* DATA SHOWN
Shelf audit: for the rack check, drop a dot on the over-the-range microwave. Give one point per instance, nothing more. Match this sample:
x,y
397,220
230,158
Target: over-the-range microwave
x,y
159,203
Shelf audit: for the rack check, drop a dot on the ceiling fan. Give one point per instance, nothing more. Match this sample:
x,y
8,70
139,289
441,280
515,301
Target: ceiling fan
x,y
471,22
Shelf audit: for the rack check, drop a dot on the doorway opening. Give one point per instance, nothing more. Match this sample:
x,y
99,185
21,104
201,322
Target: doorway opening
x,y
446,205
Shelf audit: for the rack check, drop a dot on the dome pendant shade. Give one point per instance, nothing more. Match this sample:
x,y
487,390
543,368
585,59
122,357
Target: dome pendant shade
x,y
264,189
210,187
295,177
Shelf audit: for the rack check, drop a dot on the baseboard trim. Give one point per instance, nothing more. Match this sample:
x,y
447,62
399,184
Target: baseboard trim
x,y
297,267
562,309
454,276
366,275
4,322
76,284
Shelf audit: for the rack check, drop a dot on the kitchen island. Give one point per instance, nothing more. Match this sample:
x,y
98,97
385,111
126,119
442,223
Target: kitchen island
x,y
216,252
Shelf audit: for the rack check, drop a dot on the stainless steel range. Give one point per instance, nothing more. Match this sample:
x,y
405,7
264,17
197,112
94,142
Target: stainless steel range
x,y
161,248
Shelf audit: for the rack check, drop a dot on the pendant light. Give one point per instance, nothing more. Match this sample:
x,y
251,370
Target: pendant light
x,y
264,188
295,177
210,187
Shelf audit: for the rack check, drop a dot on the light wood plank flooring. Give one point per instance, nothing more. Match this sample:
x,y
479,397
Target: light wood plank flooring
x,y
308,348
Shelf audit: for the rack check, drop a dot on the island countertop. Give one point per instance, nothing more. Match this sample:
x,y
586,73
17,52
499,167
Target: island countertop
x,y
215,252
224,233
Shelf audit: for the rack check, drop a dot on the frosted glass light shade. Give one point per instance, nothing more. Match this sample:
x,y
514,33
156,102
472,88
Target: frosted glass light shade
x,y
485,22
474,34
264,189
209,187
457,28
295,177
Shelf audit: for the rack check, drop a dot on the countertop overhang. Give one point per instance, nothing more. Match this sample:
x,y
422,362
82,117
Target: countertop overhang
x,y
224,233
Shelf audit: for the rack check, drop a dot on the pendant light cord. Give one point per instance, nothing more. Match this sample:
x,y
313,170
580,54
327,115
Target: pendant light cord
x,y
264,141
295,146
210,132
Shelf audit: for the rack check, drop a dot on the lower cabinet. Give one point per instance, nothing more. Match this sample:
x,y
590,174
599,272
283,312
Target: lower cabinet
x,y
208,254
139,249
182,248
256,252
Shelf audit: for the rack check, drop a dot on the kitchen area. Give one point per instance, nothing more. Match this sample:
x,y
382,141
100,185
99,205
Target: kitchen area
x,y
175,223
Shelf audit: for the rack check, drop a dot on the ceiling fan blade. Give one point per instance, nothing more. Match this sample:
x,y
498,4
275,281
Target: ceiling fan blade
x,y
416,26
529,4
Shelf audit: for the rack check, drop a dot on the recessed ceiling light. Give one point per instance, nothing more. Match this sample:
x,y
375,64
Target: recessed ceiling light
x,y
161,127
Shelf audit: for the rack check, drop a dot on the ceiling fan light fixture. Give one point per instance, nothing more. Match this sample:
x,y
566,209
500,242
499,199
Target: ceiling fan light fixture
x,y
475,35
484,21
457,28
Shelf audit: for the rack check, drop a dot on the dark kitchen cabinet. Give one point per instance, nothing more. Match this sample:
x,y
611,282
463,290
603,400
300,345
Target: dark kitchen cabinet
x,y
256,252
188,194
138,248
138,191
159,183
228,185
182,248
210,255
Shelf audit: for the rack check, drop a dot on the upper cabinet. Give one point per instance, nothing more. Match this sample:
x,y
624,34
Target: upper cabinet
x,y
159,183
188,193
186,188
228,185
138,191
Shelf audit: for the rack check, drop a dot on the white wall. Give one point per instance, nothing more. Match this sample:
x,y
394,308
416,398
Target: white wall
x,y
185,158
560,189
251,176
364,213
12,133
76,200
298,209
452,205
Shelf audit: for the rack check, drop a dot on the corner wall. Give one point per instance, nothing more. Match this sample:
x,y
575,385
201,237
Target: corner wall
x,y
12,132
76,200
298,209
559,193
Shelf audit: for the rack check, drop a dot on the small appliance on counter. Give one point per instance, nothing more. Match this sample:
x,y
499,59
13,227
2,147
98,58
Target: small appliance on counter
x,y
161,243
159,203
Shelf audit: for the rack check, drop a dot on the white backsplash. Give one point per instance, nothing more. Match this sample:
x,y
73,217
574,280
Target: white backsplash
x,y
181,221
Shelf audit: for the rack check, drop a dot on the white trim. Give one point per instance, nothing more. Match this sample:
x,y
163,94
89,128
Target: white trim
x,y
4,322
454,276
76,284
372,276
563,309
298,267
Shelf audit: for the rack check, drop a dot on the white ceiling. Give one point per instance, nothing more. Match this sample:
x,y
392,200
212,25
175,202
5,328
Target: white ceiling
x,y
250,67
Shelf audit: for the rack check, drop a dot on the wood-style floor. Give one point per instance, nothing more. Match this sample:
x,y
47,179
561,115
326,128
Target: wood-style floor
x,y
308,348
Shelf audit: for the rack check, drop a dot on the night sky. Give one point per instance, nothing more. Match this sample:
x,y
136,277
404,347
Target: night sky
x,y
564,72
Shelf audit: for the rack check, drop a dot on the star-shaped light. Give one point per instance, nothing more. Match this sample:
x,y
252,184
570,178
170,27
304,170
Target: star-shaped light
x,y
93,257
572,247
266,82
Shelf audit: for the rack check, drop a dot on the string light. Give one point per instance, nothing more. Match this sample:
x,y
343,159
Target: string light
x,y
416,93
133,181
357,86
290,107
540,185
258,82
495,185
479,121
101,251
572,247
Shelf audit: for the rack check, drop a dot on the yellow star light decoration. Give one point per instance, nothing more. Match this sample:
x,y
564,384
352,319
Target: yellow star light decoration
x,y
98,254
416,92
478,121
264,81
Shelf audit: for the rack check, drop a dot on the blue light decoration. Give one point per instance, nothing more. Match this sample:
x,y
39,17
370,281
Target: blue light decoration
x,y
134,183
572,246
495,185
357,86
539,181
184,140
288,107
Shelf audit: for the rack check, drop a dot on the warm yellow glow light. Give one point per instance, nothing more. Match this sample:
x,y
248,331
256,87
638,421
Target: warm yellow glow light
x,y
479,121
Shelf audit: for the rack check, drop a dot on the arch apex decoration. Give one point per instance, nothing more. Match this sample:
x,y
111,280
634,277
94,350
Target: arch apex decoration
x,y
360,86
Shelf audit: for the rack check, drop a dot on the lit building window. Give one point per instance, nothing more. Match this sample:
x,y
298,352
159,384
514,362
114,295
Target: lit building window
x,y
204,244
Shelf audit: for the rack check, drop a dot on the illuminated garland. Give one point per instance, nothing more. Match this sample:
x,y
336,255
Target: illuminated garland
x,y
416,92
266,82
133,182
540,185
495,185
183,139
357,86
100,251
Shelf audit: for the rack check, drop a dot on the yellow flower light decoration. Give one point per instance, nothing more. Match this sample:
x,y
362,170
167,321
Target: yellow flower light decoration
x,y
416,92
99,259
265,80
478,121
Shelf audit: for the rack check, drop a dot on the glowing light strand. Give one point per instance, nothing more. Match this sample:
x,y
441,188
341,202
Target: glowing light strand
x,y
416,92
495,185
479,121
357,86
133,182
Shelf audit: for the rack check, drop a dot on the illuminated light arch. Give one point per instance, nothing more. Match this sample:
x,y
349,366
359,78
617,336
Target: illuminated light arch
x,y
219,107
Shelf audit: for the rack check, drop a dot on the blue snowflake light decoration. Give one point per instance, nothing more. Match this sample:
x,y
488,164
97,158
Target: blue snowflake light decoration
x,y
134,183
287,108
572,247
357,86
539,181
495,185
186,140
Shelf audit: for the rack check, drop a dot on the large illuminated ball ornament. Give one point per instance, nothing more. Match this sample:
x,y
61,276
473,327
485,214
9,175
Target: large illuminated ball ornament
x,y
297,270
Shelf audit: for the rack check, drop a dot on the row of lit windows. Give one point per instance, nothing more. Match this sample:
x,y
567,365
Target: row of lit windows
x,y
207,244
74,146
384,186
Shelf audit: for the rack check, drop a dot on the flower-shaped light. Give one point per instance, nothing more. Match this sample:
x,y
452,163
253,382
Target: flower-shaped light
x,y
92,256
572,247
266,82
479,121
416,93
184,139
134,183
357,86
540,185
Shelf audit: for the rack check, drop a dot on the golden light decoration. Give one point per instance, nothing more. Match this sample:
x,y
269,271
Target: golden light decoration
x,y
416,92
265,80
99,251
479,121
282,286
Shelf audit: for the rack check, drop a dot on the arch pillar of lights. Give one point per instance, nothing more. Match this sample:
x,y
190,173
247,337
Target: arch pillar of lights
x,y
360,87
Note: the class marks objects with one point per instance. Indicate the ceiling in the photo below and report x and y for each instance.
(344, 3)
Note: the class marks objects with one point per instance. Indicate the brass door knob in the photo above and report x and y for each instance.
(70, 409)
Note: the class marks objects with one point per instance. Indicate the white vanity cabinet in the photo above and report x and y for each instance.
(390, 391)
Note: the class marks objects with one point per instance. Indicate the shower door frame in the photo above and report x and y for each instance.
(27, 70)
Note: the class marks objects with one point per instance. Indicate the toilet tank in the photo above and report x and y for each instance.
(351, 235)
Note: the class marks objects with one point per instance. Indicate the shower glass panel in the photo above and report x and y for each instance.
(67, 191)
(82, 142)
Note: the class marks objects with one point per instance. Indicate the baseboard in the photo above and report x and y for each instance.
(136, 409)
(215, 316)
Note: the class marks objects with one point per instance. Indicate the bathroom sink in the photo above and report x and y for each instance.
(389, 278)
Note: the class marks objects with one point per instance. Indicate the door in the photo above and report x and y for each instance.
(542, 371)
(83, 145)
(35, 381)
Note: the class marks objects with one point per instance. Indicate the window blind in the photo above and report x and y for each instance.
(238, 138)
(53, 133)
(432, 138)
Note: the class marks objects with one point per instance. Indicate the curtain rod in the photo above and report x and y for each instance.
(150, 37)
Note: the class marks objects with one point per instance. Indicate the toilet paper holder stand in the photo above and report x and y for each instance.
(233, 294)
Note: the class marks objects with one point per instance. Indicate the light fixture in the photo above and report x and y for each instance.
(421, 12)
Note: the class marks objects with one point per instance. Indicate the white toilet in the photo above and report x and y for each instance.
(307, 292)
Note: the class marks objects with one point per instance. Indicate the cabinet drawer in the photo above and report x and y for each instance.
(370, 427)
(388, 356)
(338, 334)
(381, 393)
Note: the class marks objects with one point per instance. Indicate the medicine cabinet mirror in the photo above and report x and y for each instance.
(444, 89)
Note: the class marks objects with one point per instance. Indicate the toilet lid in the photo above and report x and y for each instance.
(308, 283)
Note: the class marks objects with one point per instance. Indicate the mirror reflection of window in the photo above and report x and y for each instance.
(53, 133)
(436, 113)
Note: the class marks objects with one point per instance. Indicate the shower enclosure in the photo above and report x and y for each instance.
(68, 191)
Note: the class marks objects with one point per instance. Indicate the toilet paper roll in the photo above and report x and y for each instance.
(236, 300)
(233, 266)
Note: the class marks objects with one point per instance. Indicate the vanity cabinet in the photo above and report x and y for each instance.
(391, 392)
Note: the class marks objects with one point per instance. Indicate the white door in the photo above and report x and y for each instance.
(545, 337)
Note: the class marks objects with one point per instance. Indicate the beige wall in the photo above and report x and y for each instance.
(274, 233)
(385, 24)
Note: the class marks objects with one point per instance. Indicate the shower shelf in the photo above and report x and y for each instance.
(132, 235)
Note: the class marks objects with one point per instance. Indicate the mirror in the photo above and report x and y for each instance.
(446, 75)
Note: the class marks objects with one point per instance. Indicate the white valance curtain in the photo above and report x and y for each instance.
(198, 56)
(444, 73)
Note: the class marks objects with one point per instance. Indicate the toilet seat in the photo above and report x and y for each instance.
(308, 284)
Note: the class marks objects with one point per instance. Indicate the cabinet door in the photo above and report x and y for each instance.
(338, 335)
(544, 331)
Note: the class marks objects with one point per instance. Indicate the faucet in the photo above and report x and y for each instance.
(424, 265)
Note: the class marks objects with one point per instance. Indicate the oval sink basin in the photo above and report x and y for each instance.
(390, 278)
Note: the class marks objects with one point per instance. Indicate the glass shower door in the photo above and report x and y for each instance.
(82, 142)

* GIVEN REQUEST
Take the lines from the one containing "the white valance" to the last line of the material above and write them out exactly.

* PROBLEM SOLUTION
Note: the class marks objects with one point per instance. Indicate the white valance curtain in the photo above and report x and y for each instance.
(198, 56)
(444, 73)
Note: the class marks objects with one point per instance. Indicate the toilet seat in the photo above and report x and y for each instance.
(308, 284)
Note: the class marks objects with one point per instance. Indicate the cabinet door in the photo above and report x and y for each instance.
(338, 335)
(544, 331)
Note: the class marks objects with one point per instance. Indicate the faucet in the photo above and report x and y for each instance.
(424, 265)
Note: the class marks objects with one point per instance. Indicate the oval sink basin in the photo above and report x and y for each instance.
(390, 278)
Note: the class marks objects with one point per instance. Indicate the glass shower door in the photo above and report x and y for each instance.
(82, 142)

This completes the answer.